Problem description =
Pull every line containing "query" from the listing.

Given information =
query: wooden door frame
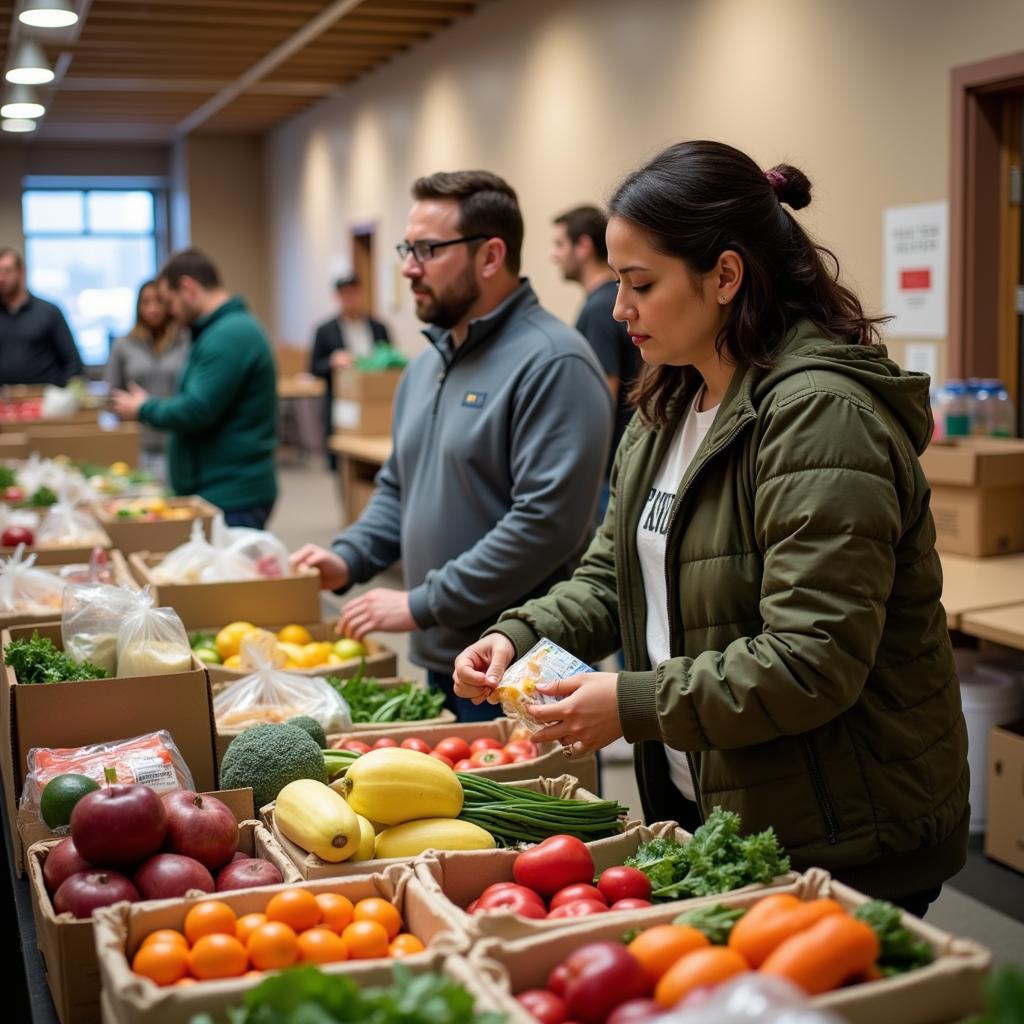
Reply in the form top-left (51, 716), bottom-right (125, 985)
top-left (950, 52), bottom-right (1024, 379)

* * *

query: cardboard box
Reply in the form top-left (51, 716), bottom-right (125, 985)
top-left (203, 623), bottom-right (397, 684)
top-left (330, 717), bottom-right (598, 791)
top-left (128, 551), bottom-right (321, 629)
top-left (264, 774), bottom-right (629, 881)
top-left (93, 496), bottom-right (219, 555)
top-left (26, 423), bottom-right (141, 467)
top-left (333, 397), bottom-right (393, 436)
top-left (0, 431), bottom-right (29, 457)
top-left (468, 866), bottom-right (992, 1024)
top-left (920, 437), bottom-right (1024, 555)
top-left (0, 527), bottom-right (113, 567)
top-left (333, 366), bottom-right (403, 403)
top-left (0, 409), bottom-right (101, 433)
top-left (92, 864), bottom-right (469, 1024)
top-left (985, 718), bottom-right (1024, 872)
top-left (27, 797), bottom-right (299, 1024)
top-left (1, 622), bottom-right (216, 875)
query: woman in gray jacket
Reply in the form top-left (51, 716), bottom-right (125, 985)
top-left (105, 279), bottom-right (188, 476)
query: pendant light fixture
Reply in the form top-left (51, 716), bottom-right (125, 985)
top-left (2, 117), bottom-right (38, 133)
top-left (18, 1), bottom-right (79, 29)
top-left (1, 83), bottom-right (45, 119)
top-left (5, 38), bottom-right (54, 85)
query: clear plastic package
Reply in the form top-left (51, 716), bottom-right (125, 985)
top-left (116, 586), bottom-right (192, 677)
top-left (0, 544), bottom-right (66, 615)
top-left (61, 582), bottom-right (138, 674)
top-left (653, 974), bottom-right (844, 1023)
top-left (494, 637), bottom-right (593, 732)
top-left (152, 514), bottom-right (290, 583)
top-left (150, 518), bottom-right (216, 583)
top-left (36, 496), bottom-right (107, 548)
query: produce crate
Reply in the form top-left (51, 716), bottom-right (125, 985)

==

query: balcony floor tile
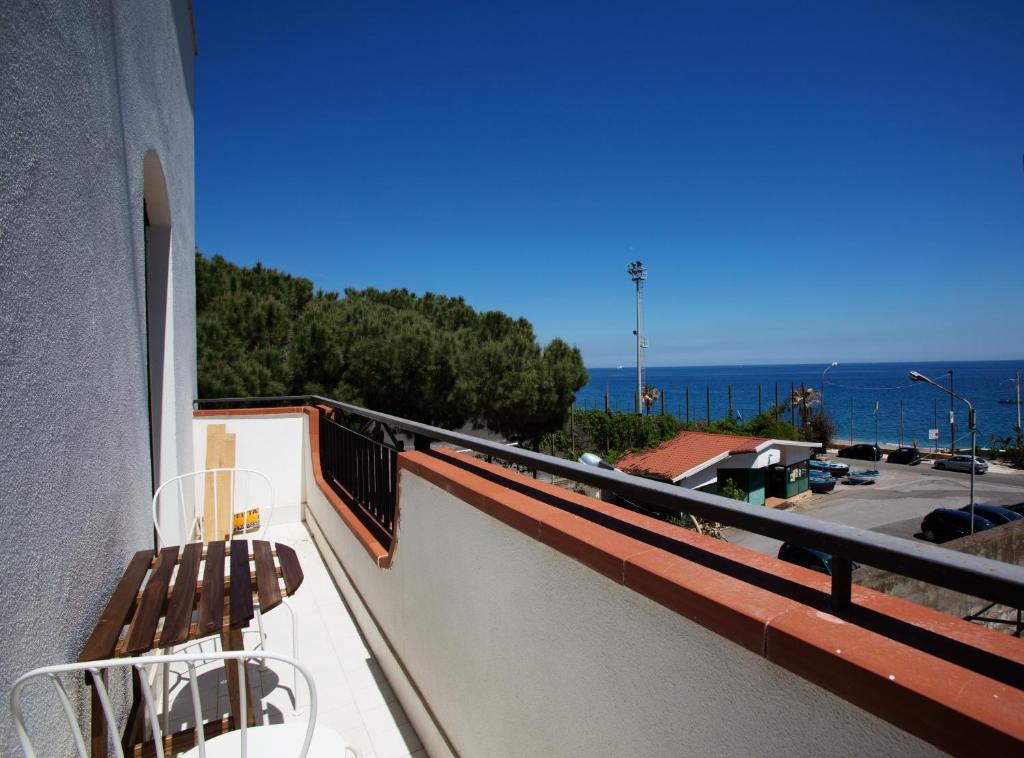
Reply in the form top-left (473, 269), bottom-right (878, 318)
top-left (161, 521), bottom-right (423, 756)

Finished task =
query: wooden door frame
query: cardboard box
query: woman in gray jacket
query: pendant light fixture
query: clear plastic package
query: produce crate
query: balcony floor tile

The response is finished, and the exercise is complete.